Data extracted from a collection:
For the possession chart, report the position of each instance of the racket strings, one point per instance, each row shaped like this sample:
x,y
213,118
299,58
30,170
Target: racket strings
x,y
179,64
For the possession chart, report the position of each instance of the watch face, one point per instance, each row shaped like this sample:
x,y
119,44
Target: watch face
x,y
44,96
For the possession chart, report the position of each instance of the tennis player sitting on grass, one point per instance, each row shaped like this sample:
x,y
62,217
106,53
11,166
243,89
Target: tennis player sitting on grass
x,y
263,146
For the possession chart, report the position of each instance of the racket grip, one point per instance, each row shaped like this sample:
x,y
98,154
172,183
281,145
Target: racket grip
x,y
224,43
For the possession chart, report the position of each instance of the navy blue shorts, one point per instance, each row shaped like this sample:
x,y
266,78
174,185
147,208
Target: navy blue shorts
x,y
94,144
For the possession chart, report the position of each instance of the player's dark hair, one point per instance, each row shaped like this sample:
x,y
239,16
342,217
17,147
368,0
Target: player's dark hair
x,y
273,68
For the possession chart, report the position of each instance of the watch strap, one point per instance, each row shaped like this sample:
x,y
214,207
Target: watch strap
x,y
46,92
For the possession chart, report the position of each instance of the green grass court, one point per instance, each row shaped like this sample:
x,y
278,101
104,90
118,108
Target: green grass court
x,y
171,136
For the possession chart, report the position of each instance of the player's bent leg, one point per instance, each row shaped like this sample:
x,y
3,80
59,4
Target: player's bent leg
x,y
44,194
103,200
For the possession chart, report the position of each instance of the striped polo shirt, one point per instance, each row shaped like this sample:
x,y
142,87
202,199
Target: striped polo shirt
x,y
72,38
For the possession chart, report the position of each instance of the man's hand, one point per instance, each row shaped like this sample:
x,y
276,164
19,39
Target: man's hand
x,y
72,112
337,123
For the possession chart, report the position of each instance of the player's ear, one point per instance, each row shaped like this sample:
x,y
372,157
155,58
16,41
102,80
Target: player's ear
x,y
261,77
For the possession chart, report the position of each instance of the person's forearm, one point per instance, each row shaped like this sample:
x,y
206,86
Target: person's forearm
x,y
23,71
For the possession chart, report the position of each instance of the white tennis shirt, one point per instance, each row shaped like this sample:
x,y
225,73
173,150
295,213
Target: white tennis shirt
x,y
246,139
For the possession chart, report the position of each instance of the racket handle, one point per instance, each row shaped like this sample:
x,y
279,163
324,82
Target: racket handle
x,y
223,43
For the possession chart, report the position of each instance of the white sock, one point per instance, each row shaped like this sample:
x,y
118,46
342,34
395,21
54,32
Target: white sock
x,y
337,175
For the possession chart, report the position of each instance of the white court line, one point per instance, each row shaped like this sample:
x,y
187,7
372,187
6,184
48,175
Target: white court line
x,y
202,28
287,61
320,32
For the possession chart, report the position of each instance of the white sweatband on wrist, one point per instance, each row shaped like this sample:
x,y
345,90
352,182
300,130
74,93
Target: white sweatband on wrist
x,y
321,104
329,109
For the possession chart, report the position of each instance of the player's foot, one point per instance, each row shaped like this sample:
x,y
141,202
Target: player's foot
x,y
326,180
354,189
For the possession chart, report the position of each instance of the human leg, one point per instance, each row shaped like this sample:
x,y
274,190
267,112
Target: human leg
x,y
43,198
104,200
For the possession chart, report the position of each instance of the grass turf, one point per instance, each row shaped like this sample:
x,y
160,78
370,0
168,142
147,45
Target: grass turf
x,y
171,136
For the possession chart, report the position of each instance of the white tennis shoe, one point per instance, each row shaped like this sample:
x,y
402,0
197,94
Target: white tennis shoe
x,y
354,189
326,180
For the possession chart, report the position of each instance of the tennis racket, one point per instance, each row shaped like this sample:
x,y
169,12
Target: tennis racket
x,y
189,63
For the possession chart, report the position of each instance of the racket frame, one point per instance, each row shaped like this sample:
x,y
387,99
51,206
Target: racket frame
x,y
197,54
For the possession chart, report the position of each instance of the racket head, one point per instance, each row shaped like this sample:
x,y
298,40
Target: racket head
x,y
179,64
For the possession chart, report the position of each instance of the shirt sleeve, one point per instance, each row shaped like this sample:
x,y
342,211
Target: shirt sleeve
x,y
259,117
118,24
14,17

> **Work to be completed**
With nothing left out, return each entry exactly.

> **Task answer**
For the possession chart, report the position of each instance of the racket strings, one point per instance, each row shaped like this sample:
x,y
213,118
299,58
30,170
Target: racket strings
x,y
179,64
For the possession chart, report the position of each instance of the watch face, one point per instance, each row shaped like this sample:
x,y
119,44
Target: watch face
x,y
44,96
For the possession chart, report the position of each instance of the tennis player sitting on grass, one point per instance, each row shaped like this sample:
x,y
62,217
106,53
11,166
243,89
Target: tennis player sitting on grass
x,y
263,146
For the possession chart, report the position of each instance of the racket grip, one point per instance, each row shaped like this sample:
x,y
98,154
172,183
281,145
Target: racket grip
x,y
224,43
For the possession chart, report the position of each instance of the navy blue shorts, one point per instance, each row shaped like this sample:
x,y
266,78
174,185
147,208
Target: navy blue shorts
x,y
94,144
For the possession chart, report the position of each instance of the player's dark hair, one point per instance, each row shaped like this sample:
x,y
239,16
342,217
17,147
368,0
Target: player's dark hair
x,y
273,68
For the possession chart, report the position of each instance of the watch strap, one point per instance, each row shaped like this sample:
x,y
214,207
Target: watch strap
x,y
46,92
For the possession chart, report the position of each instance of the green grass court, one point per instance, each row shaped like this sample:
x,y
278,101
104,90
118,108
Target: green grass court
x,y
171,136
For the possession chart, report the position of each instance of the player's bent leg, one point per instance, each row shaped like this sample:
x,y
3,80
59,4
Target: player's bent leg
x,y
44,194
103,200
For the possession chart, report the position of each instance of the striped polo shirt, one point per instance, each row shaped like this sample:
x,y
142,87
202,199
Target: striped polo shirt
x,y
72,38
For the possession chart, report the position of each instance of the man's hand, one point per instance, each row shaped like this sample:
x,y
276,164
19,39
Target: man's hand
x,y
72,112
337,123
For the possession chart, report the position of each instance of the player's ear, one point per instance, each row shaped like this sample:
x,y
372,157
155,58
16,41
102,80
Target: player's ear
x,y
261,77
For the possession chart, report the position of each instance of the person's forearm, one point per instance, each row shaped like this sample:
x,y
206,86
Target: person's forearm
x,y
23,71
For the possession chart, report the position of each instance of the white tennis shirt, one point per instance, each row shaped like this sample:
x,y
225,73
173,150
295,213
Target: white tennis shirt
x,y
246,139
For the possession chart, report the position of each instance of the racket handle, one point per instance, each row shaped like this sample:
x,y
279,163
324,82
Target: racket handle
x,y
223,43
For the possession chart, report the position of each instance of the white sock, one point per instance, each row shaped like this sample:
x,y
118,46
342,34
395,21
54,32
Target: white sock
x,y
337,175
For the possession chart, report the position of each instance of the white court line, one point per instance, each row shaped like this sample:
x,y
187,7
372,187
6,184
48,175
Target: white court line
x,y
202,28
287,61
320,32
For the possession chart, report the position of each instance of the white sweatband on wrist, one point per instance, each row shaped like this sample:
x,y
345,90
352,182
300,130
74,93
Target: white sweatband on wrist
x,y
321,104
329,109
For the possession chart, report the position of each instance of the player's foot, one point per instance, each row shaped like this sample:
x,y
141,202
Target: player's foot
x,y
326,180
354,189
For the possession chart, report the position of each instance of the human leg, one point per instance, each row shaped like this sample:
x,y
274,190
267,112
Target: human leg
x,y
43,198
104,200
For the possession chart, report the position of each instance of the grass turf, one point per instance, each row shaped like this sample:
x,y
160,78
370,0
168,142
147,45
Target: grass turf
x,y
171,136
For the possession chart, report the position of each instance of the white tennis shoe, one point per instance, each row shaped like this sample:
x,y
402,0
197,94
Target: white tennis shoe
x,y
354,189
326,180
For the possession chart, report the position of each instance of the tennis racket, one point per instance, each row shaped like this sample:
x,y
169,12
Target: tennis racket
x,y
189,63
For the possession chart, report the position of each instance of the racket frame, one point per instance, each row shaped like this sample:
x,y
387,99
51,206
Target: racket frame
x,y
197,54
For the possession chart, report the position of each instance of the racket head, one point per instance, each row shaped like this sample:
x,y
298,40
Target: racket head
x,y
179,64
For the possession chart, report the position of each instance of the shirt sleeve, one point per instance, each row shaped like this sample:
x,y
342,211
Target: shirt sleeve
x,y
259,117
118,24
14,17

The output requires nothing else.